The prostate is a walnut-sized and shaped gland that is located below men’s bladder, near the rectum and surrounding the urethra. While healthy cells normally divide and die, prostate cells affected by cancer start to grow out of control. Due to the location of the prostate, the disease affects both the urinary and reproductive systems, causing symptoms like urinary problems including a slow or weak urinary stream or the need to urinate more often, especially at night; blood in the urine; erectile dysfunction; pain in the hips, back, chest, or other areas from cancer that has spread to bones; and weakness or numbness in the limbs.
Prostate cancer is the most common non-skin cancer among American men, but there are numerous treatment options, depending on the patient’s age and expected lifespan, any other severe health conditions, the stage and grade of the cancer, patient’s and physician’s feelings and opinions about the need to treat the cancer right away and potential side effects, as well as likelihood that each type of treatment will cure the cancer. Treatment options to address prostate cancer include watchful waiting, surgery, chemotherapy, cryotherapy, hormone therapy, vaccine treatment, bone-directed treatment, and radiation therapy.
________________________________________
What the task requires: Extend the passage on prostate cancer beyond its final sentence, keeping its formal tone. The material that follows comes from a separate source and is unrelated to the passage on prostate cancer.

Provided information:
________________________________________
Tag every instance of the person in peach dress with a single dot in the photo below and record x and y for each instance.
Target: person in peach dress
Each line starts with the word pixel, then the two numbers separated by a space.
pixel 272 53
________________________________________
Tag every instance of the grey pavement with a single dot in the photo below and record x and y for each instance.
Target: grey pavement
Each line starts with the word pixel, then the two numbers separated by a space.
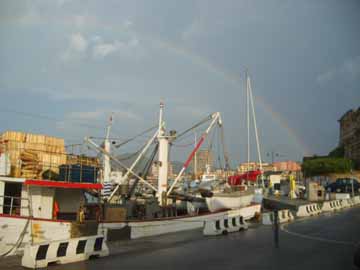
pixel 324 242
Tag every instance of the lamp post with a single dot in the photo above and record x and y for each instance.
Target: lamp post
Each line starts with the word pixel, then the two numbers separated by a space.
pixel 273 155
________________________________________
Result of the exercise:
Radiation Therapy for Patients with Prostate Cancer
“Radiation therapy uses high-energy rays or particles to kill cancer cells,” explain the American Cancer Society. It may be used “as the first treatment for low-grade cancer that is still just in the prostate gland,” which has similar cure rates to radical prostatectomy. But also “as part of the first treatment (along with hormone therapy) for cancers that have grown outside of the prostate gland and into nearby tissues; if the cancer is not removed completely or comes back (recurs) in the area of the prostate after surgery, or if the cancer is advanced, to reduce the size of the tumor and to provide relief from present and possible future symptoms.”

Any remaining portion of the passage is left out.